Pull out every line of the items below that contains the string "plate". Matching is case-sensitive.

A few items
'''

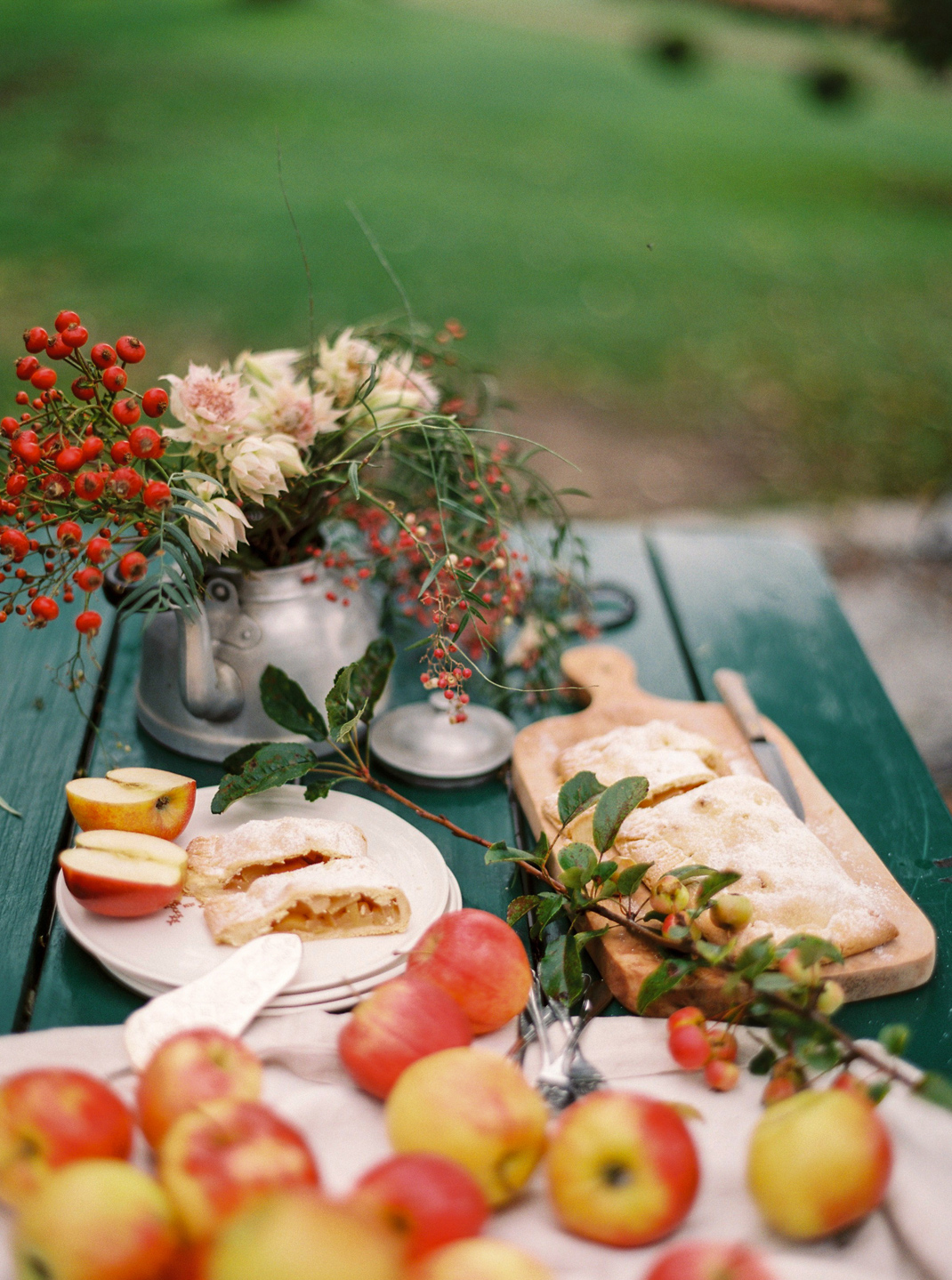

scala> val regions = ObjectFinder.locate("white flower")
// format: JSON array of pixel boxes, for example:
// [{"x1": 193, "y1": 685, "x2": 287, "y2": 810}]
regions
[
  {"x1": 163, "y1": 362, "x2": 252, "y2": 449},
  {"x1": 222, "y1": 435, "x2": 307, "y2": 502},
  {"x1": 186, "y1": 480, "x2": 248, "y2": 560}
]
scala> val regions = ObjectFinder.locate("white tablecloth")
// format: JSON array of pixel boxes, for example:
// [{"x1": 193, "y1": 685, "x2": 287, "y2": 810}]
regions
[{"x1": 0, "y1": 1010, "x2": 952, "y2": 1280}]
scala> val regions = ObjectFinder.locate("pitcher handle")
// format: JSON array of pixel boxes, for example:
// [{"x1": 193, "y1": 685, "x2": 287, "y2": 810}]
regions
[{"x1": 176, "y1": 601, "x2": 245, "y2": 723}]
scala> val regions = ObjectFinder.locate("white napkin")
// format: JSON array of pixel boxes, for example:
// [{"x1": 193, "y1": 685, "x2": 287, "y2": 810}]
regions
[{"x1": 0, "y1": 1009, "x2": 952, "y2": 1280}]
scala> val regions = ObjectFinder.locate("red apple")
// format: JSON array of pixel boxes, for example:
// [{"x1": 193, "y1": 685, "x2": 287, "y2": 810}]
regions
[
  {"x1": 338, "y1": 974, "x2": 472, "y2": 1099},
  {"x1": 407, "y1": 907, "x2": 532, "y2": 1035},
  {"x1": 59, "y1": 831, "x2": 188, "y2": 916},
  {"x1": 386, "y1": 1049, "x2": 549, "y2": 1207},
  {"x1": 546, "y1": 1090, "x2": 700, "y2": 1248},
  {"x1": 348, "y1": 1155, "x2": 488, "y2": 1262},
  {"x1": 747, "y1": 1090, "x2": 891, "y2": 1240},
  {"x1": 645, "y1": 1240, "x2": 774, "y2": 1280},
  {"x1": 138, "y1": 1026, "x2": 262, "y2": 1147},
  {"x1": 409, "y1": 1236, "x2": 554, "y2": 1280},
  {"x1": 67, "y1": 768, "x2": 196, "y2": 840},
  {"x1": 0, "y1": 1067, "x2": 133, "y2": 1204},
  {"x1": 206, "y1": 1190, "x2": 403, "y2": 1280},
  {"x1": 158, "y1": 1099, "x2": 320, "y2": 1242},
  {"x1": 12, "y1": 1160, "x2": 179, "y2": 1280}
]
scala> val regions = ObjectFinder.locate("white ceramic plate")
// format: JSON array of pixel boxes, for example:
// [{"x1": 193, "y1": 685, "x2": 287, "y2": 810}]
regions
[
  {"x1": 102, "y1": 873, "x2": 464, "y2": 1014},
  {"x1": 56, "y1": 785, "x2": 449, "y2": 994}
]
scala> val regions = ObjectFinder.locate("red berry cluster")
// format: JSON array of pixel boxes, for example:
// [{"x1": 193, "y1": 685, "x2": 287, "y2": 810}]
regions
[
  {"x1": 0, "y1": 311, "x2": 173, "y2": 636},
  {"x1": 668, "y1": 1005, "x2": 741, "y2": 1093}
]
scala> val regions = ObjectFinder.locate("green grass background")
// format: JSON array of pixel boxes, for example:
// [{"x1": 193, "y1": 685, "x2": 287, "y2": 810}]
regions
[{"x1": 0, "y1": 0, "x2": 952, "y2": 496}]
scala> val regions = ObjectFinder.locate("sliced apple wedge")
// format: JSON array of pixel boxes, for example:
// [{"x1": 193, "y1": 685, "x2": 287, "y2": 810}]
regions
[
  {"x1": 67, "y1": 768, "x2": 196, "y2": 840},
  {"x1": 59, "y1": 829, "x2": 187, "y2": 916}
]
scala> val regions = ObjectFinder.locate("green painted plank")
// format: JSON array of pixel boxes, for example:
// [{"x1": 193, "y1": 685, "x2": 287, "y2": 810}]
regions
[
  {"x1": 32, "y1": 526, "x2": 691, "y2": 1028},
  {"x1": 650, "y1": 531, "x2": 952, "y2": 1070},
  {"x1": 0, "y1": 607, "x2": 111, "y2": 1032}
]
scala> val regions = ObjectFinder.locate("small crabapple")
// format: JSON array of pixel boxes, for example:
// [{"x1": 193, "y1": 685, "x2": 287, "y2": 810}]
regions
[
  {"x1": 704, "y1": 1058, "x2": 741, "y2": 1093},
  {"x1": 710, "y1": 893, "x2": 754, "y2": 933},
  {"x1": 668, "y1": 1005, "x2": 706, "y2": 1034},
  {"x1": 668, "y1": 1024, "x2": 710, "y2": 1071}
]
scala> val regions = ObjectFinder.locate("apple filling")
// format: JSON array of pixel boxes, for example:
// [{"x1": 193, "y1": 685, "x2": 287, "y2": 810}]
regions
[
  {"x1": 224, "y1": 849, "x2": 330, "y2": 893},
  {"x1": 271, "y1": 893, "x2": 399, "y2": 938}
]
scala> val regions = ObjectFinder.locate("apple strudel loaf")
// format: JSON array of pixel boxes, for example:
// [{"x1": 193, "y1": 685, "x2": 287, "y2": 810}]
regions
[{"x1": 184, "y1": 818, "x2": 367, "y2": 902}]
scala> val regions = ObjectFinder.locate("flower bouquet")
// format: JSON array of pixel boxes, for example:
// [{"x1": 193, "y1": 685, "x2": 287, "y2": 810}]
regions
[{"x1": 0, "y1": 311, "x2": 584, "y2": 720}]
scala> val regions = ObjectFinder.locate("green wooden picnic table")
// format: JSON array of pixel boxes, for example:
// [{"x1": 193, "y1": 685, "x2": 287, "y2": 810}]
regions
[{"x1": 0, "y1": 525, "x2": 952, "y2": 1070}]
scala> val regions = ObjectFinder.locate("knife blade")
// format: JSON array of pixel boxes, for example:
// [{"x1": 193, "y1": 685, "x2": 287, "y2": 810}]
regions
[
  {"x1": 125, "y1": 933, "x2": 302, "y2": 1071},
  {"x1": 714, "y1": 667, "x2": 805, "y2": 822}
]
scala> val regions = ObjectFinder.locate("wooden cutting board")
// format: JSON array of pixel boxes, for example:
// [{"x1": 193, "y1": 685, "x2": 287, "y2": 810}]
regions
[{"x1": 512, "y1": 645, "x2": 935, "y2": 1018}]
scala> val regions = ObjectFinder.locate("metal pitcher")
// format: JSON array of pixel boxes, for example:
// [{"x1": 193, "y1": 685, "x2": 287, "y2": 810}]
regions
[{"x1": 135, "y1": 563, "x2": 386, "y2": 761}]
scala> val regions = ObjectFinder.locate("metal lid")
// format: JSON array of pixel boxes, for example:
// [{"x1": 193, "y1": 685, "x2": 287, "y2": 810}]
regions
[{"x1": 370, "y1": 692, "x2": 516, "y2": 787}]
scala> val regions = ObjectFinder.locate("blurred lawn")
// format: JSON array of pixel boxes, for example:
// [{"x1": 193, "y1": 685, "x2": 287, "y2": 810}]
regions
[{"x1": 0, "y1": 0, "x2": 952, "y2": 495}]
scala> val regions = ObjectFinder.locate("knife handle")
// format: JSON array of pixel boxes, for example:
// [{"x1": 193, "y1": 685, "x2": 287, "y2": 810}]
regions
[{"x1": 714, "y1": 667, "x2": 764, "y2": 741}]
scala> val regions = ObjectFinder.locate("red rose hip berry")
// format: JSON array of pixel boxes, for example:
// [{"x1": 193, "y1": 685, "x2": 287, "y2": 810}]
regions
[
  {"x1": 76, "y1": 609, "x2": 102, "y2": 636},
  {"x1": 142, "y1": 387, "x2": 169, "y2": 417},
  {"x1": 142, "y1": 480, "x2": 172, "y2": 511},
  {"x1": 102, "y1": 365, "x2": 129, "y2": 396},
  {"x1": 128, "y1": 424, "x2": 164, "y2": 458},
  {"x1": 113, "y1": 399, "x2": 139, "y2": 427},
  {"x1": 89, "y1": 342, "x2": 115, "y2": 368}
]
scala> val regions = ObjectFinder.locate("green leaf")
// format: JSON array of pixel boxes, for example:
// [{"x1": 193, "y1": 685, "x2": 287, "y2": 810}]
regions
[
  {"x1": 634, "y1": 957, "x2": 698, "y2": 1014},
  {"x1": 259, "y1": 665, "x2": 327, "y2": 743},
  {"x1": 616, "y1": 863, "x2": 651, "y2": 898},
  {"x1": 222, "y1": 743, "x2": 269, "y2": 773},
  {"x1": 559, "y1": 841, "x2": 599, "y2": 881},
  {"x1": 876, "y1": 1023, "x2": 910, "y2": 1058},
  {"x1": 914, "y1": 1071, "x2": 952, "y2": 1111},
  {"x1": 505, "y1": 893, "x2": 538, "y2": 924},
  {"x1": 777, "y1": 933, "x2": 843, "y2": 965},
  {"x1": 591, "y1": 778, "x2": 648, "y2": 854},
  {"x1": 538, "y1": 933, "x2": 582, "y2": 1005},
  {"x1": 748, "y1": 1044, "x2": 777, "y2": 1075},
  {"x1": 559, "y1": 769, "x2": 605, "y2": 827},
  {"x1": 211, "y1": 743, "x2": 319, "y2": 813},
  {"x1": 753, "y1": 973, "x2": 796, "y2": 991},
  {"x1": 304, "y1": 778, "x2": 342, "y2": 801},
  {"x1": 698, "y1": 872, "x2": 741, "y2": 912}
]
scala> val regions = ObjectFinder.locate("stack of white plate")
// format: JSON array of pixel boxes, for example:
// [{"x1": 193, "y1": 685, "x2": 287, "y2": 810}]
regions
[{"x1": 56, "y1": 786, "x2": 464, "y2": 1014}]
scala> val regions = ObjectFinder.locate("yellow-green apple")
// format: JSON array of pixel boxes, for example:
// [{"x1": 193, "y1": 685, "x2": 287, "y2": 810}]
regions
[
  {"x1": 338, "y1": 974, "x2": 472, "y2": 1099},
  {"x1": 409, "y1": 1236, "x2": 554, "y2": 1280},
  {"x1": 0, "y1": 1067, "x2": 133, "y2": 1204},
  {"x1": 206, "y1": 1190, "x2": 403, "y2": 1280},
  {"x1": 348, "y1": 1155, "x2": 488, "y2": 1262},
  {"x1": 407, "y1": 907, "x2": 532, "y2": 1035},
  {"x1": 12, "y1": 1160, "x2": 179, "y2": 1280},
  {"x1": 138, "y1": 1026, "x2": 262, "y2": 1147},
  {"x1": 546, "y1": 1090, "x2": 700, "y2": 1248},
  {"x1": 747, "y1": 1090, "x2": 891, "y2": 1240},
  {"x1": 59, "y1": 829, "x2": 188, "y2": 916},
  {"x1": 645, "y1": 1240, "x2": 774, "y2": 1280},
  {"x1": 386, "y1": 1049, "x2": 549, "y2": 1207},
  {"x1": 67, "y1": 768, "x2": 196, "y2": 840},
  {"x1": 157, "y1": 1099, "x2": 320, "y2": 1242}
]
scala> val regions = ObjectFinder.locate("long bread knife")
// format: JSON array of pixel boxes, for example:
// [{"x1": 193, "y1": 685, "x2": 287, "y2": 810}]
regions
[
  {"x1": 125, "y1": 933, "x2": 302, "y2": 1071},
  {"x1": 714, "y1": 667, "x2": 803, "y2": 822}
]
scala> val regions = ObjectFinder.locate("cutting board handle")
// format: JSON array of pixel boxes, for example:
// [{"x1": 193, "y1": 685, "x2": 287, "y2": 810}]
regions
[{"x1": 561, "y1": 644, "x2": 639, "y2": 706}]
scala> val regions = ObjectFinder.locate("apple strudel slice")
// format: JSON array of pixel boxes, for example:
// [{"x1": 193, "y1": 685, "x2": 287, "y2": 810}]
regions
[
  {"x1": 616, "y1": 775, "x2": 899, "y2": 956},
  {"x1": 184, "y1": 818, "x2": 367, "y2": 902},
  {"x1": 205, "y1": 857, "x2": 409, "y2": 947}
]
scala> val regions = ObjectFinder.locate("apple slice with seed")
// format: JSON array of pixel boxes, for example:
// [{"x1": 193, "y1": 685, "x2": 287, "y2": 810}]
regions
[
  {"x1": 67, "y1": 767, "x2": 196, "y2": 840},
  {"x1": 59, "y1": 831, "x2": 187, "y2": 918}
]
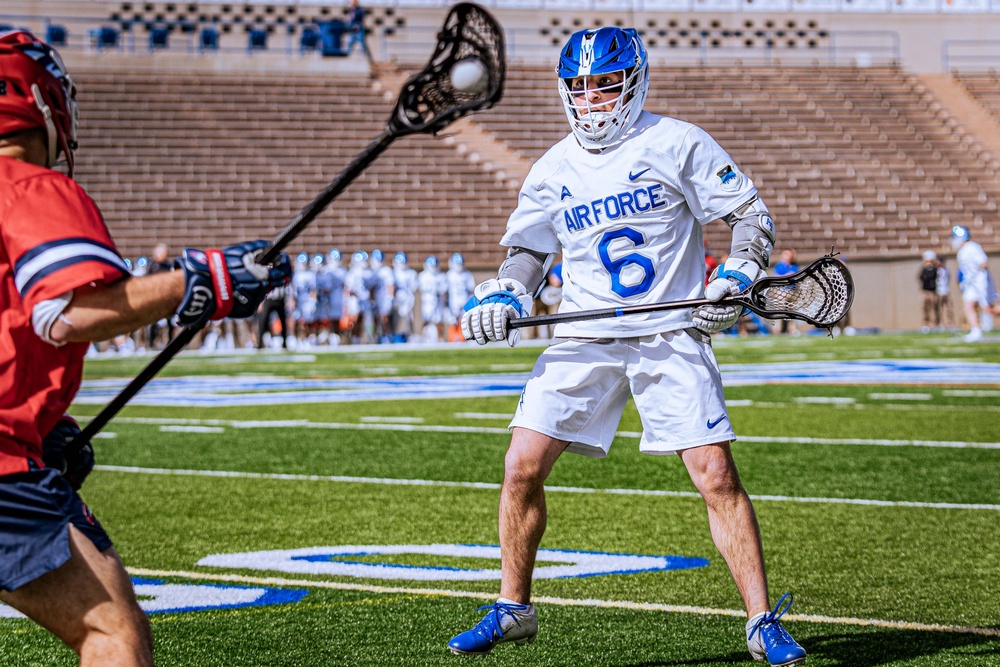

'''

■ Expected answer:
scala> val regions = ObjectFinder.locate("white ceramic plate")
scala> val regions = ObjectFinder.locate("stack of white plate")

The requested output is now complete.